→ **EXTRACT**:

**********

By Raaj Datta (NVONews.Com)
After a hitting a record low on Tuesday at $17.73, Facebook stock price rose 4.8 percent to $18.58 on Wednesday. This is the first time that Facebook has seen a reverse trend after the IPO launch at $38 that saw a drop almost every day.
The sudden reversal is surprising because Tuesday’s lowdown was caused due to a cut in the price forecast by Morgan Stanley. The lead underwriter was obviously concerned with the way Facebook has handled ads in the mobile devices.
Wednesday’s trend brings fresh hopes for investors who were probably thinking about jumping the ship due to a seemingly bleak future of Facebook’s mobile revenue model. Currently, the social networking giant targets desktop users with almost 30 times more advertisements than the mobile segment.
Brewing trouble for Facebook
The sudden reversal of the share price might be momentary because at 32 percent, the revenue growth doesn’t look too great. If something was there to cushion the dip, things could have been better. Facebook’s expenses have increased by almost four times as Chief Zuckerberg plans on an expansive office and more data centres.

**********

→ **DATA ROWS**:
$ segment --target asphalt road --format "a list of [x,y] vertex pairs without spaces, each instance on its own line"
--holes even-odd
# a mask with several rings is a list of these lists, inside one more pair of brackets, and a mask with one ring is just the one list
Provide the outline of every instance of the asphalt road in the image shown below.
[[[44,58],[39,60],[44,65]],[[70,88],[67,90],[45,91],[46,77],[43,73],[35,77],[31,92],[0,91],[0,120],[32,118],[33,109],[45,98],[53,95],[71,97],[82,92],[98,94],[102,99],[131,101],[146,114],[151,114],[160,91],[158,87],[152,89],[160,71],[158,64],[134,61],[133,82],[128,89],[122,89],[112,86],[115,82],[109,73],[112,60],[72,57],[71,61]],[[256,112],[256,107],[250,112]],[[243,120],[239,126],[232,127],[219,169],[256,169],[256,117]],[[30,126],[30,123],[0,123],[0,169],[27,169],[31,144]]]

**********

→ **SHORT EXERCISE 1**: Please extract the Facebook stock article from "By Raaj Datta" up to and including "the mobile devices.".
→ **SHORT EXERCISE 2**:
Answer these questions using the Facebook stock article:
(a) What record low did the stock reach on Tuesday?
(b) Which firm cut its price forecast for Facebook?
(c) At what percentage does the article put Facebook's revenue growth?
→ **SHORT EXERCISE 3**: Proceed with the Facebook stock article, picking up after its final sentence.

→ **EXERCISE RESULT 1**:
By Raaj Datta (NVONews.Com)
After a hitting a record low on Tuesday at $17.73, Facebook stock price rose 4.8 percent to $18.58 on Wednesday. This is the first time that Facebook has seen a reverse trend after the IPO launch at $38 that saw a drop almost every day.
The sudden reversal is surprising because Tuesday’s lowdown was caused due to a cut in the price forecast by Morgan Stanley. The lead underwriter was obviously concerned with the way Facebook has handled ads in the mobile devices.

→ **EXERCISE RESULT 2**:
(a) $17.73
(b) Morgan Stanley
(c) 32 percent

→ **EXERCISE RESULT 3**:
Search giant Google and online megastores eBay and Amazon have the luxury of playing around with expansions both horizontal and vertical. But, here’s the thing – unlike Google, eBay, and Amazon, Facebook offers users a different kind of value that is bit difficult to quantify in the real world. At the same time, investors are hoping for returns from the advertisements that get displayed on Facebook.
There’s another announcement from Facebook that doesn’t make life easier for the shareholders. Facebook is planning to ease the restrictions on its employees and allowing them to sell their shares four days after the third quarter results are announced. This could be around October 29, with an extra 234 million shares up for trade.
What’s in the mind of Zuckerberg?
This is the biggest question perhaps – what’s the hoodie-clad CEO thinking? He goes on a honeymoon when his IPO hits the market, and yet again, he spends lavishly on infrastructure when the shares are on a downward spiral. Those who thought he was the next Steve Jobs in the making might have miscalculated, perhaps a bit. Yet, he can’t be written off just yet.
The 28-year old CEO has made it clear that he won’t sell his shares for a year. Zuckerberg’s stand could actually get some value for Facebook given the fact that he owns around 65 percent of the shares.
The curve in share price – Should shareholders take a cue?
It won’t exactly come as a surprise if Facebook shares again go down the spiral. Right now, online advertisement is going through a rough patch. If Facebook fails to implement a sustainable mobile advertising strategy quickly, the shares could tumble to the $10-$12 bracket.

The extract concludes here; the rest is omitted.